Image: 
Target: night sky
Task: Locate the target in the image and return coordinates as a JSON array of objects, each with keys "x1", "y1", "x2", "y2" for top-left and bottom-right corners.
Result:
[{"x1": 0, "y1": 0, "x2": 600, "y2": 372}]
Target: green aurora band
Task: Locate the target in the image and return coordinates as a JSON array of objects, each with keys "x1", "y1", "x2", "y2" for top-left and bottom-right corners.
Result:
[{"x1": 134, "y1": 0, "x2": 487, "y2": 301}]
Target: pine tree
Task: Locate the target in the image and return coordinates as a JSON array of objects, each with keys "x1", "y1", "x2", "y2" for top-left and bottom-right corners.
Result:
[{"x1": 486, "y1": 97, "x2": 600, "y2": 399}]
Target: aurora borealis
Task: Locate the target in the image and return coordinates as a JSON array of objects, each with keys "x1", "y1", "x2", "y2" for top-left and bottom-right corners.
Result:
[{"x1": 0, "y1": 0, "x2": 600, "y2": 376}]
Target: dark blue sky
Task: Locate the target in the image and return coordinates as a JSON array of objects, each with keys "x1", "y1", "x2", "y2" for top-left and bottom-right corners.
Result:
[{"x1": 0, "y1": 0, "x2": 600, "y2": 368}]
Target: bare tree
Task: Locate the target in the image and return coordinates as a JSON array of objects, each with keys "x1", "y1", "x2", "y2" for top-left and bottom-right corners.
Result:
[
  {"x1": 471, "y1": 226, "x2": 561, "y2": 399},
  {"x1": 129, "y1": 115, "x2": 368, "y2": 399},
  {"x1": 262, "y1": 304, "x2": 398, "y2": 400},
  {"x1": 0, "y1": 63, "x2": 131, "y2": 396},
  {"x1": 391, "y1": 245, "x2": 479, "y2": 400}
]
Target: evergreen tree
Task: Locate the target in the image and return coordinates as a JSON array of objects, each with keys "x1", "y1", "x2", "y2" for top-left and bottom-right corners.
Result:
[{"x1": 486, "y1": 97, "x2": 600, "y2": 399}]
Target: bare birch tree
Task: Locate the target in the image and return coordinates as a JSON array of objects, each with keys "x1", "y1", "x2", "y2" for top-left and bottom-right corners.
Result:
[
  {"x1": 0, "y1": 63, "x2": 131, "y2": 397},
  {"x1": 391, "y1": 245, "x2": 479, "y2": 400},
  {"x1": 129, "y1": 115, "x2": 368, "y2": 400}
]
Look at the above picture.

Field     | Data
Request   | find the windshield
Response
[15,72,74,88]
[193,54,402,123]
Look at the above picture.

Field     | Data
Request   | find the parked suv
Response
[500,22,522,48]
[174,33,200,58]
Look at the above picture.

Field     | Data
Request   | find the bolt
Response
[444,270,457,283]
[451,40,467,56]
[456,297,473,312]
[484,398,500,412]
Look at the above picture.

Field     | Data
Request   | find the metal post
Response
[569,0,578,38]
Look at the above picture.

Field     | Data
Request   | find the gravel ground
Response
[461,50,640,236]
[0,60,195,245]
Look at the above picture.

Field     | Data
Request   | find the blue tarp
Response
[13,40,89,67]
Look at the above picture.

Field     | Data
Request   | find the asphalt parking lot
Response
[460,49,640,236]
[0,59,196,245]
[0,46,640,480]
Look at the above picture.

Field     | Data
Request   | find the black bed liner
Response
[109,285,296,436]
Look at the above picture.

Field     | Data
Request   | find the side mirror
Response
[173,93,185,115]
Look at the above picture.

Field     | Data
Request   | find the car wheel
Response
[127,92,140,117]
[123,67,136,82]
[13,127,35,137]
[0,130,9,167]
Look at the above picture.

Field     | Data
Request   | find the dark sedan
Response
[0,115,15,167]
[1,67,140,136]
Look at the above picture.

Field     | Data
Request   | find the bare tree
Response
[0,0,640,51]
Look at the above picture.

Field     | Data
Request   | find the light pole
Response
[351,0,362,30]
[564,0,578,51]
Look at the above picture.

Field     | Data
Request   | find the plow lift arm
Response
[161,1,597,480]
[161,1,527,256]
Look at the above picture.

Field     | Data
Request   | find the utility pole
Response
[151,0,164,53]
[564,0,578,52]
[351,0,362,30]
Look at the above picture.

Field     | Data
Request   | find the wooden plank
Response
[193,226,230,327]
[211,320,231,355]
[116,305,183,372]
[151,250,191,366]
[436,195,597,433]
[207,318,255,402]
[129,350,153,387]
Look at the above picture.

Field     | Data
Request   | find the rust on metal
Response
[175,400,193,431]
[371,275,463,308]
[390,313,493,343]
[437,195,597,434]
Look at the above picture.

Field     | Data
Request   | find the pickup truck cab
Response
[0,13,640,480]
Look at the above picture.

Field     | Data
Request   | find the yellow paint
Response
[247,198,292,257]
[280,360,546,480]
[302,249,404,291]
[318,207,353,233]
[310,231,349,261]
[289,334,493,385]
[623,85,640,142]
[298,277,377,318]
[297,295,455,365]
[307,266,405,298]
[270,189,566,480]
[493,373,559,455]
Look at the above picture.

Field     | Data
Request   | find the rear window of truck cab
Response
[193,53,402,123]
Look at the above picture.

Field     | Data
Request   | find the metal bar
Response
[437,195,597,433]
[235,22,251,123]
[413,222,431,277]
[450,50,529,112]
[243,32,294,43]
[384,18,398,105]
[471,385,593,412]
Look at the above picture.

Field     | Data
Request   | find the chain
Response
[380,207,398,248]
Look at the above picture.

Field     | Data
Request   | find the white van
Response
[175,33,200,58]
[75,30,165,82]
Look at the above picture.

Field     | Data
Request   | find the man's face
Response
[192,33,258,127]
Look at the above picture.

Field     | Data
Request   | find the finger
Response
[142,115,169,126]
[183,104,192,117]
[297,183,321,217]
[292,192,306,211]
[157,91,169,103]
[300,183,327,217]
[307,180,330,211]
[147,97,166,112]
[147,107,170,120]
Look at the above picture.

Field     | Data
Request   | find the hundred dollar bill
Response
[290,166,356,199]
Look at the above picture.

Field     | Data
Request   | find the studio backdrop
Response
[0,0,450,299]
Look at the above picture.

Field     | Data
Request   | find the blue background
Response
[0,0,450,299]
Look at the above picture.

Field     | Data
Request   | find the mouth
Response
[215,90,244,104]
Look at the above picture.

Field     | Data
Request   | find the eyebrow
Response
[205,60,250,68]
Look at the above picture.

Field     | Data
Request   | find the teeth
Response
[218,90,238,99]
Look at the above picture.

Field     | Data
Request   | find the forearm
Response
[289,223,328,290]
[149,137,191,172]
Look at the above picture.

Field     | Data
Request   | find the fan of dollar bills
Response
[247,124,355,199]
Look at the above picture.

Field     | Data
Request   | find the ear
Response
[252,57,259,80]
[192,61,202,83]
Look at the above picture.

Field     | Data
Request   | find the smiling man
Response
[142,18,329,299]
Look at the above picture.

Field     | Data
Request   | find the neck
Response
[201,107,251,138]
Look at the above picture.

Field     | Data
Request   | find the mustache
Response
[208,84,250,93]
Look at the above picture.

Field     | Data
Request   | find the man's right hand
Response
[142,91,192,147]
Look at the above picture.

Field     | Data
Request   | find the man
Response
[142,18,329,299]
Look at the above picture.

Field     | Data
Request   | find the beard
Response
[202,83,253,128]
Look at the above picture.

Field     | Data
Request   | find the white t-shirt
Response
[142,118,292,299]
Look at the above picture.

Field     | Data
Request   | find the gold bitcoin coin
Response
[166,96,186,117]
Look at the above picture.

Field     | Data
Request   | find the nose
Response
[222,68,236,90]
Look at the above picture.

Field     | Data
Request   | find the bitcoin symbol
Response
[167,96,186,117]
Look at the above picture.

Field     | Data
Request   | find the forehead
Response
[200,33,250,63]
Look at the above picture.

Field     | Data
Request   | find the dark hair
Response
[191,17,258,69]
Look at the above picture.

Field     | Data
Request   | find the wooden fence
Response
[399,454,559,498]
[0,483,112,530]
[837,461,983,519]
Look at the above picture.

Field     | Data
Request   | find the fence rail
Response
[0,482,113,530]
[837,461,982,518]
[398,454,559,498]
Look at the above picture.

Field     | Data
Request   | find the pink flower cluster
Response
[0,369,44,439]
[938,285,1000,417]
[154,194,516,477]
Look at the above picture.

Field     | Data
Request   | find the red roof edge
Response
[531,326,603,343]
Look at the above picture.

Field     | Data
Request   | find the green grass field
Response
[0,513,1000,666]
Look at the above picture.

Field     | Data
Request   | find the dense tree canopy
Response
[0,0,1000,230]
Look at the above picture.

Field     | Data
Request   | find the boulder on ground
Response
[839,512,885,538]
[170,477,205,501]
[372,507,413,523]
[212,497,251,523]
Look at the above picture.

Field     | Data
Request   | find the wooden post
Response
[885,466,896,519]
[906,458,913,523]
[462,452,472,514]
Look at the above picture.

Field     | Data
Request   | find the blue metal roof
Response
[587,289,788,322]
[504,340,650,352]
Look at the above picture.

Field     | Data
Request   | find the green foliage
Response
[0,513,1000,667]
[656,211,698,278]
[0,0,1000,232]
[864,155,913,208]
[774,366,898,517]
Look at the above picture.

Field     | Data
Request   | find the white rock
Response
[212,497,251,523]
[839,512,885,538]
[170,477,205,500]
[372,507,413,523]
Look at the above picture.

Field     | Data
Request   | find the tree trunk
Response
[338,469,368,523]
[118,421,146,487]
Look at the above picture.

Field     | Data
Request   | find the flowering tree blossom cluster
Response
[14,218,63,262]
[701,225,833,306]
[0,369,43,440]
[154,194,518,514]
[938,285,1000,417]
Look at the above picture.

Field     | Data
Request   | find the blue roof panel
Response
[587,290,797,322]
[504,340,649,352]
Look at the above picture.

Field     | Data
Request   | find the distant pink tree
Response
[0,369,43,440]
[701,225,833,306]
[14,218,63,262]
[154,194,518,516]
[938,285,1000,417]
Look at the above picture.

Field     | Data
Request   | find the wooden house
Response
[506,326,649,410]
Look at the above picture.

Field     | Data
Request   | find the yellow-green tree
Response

• **DO THIS**:
Which lines in the listing above contain the string "metal"? Case counts. Copy every such line in full.

• **ANSWER BELOW**:
Request   | find the metal post
Request   | find the rust on metal
Request   | find the metal bar
Request   | find the blue metal roof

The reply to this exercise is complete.